Recorded information |
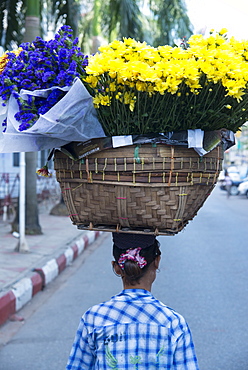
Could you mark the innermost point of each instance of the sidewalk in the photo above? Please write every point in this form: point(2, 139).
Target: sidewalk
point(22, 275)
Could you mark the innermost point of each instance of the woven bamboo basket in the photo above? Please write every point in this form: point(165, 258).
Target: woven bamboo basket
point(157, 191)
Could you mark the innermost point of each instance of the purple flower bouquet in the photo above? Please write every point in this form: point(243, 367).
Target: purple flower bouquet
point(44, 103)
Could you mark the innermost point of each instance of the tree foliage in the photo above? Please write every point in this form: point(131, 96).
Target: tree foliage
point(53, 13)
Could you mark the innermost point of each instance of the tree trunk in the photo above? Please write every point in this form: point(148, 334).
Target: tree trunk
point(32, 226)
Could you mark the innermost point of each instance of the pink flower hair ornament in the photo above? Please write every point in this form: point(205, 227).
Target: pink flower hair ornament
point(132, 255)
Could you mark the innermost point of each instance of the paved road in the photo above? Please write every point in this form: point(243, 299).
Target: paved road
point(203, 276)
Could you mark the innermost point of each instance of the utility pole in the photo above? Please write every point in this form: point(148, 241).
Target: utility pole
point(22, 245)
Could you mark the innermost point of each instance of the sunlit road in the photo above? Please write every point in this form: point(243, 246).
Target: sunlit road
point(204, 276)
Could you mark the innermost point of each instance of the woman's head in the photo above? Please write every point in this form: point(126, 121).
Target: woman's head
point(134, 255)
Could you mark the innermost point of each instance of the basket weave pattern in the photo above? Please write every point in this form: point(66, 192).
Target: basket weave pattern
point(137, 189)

What this task involves |
In every record above, swap "innermost" for "central" and write the records out again with nothing else changed. Omit the pictures.

Full response |
Could you mark the central point of each instance of the sidewalk in the photo above? Please write every point in this form: point(2, 139).
Target: sidewalk
point(22, 275)
Could you mark the central point of each instance of the woven bamboo basket in the photo above? Please write every point in this form: point(165, 258).
Target: woven bamboo basket
point(157, 191)
Could you mark the central point of each instance of the purple flower bouquet in the photo above? Please write every point in this form: point(243, 367).
Target: purple flower bouquet
point(44, 103)
Could you mark the central point of each instance of the tree foliage in the photo above? Please write every point in this form: point(131, 96).
Target: tree foliage
point(53, 13)
Could you mark the central point of each instance of the tree trunk in the photo above? Please write every point in this form: point(148, 334).
Target: tree trunk
point(32, 226)
Could you mark the central point of each instance of the pink flower hair ornament in the photo above? Please write every point in this form: point(205, 227).
Target: pink flower hair ornament
point(132, 255)
Could you mark the central point of each instance of the paved road in the photo above? Please write every point in this form: point(243, 299).
Target: paved road
point(203, 276)
Could you mark the central point of each instance of the utility pole in the photo above? Please write every point in this form: point(148, 241).
Target: utility pole
point(22, 245)
Could you mark the central point of each instance of the sunlit road in the photo above? Please write every point in this form: point(243, 246).
Target: sunlit road
point(204, 276)
Could you mark the central point of each instance of the woman's head in the photo above? Please write every point in this form: point(126, 121).
Target: woman's head
point(134, 255)
Could you mark the central point of each instance of the basket weave pattern in the photo above? Please write every point in this form: point(66, 192).
Target: basket weave pattern
point(137, 189)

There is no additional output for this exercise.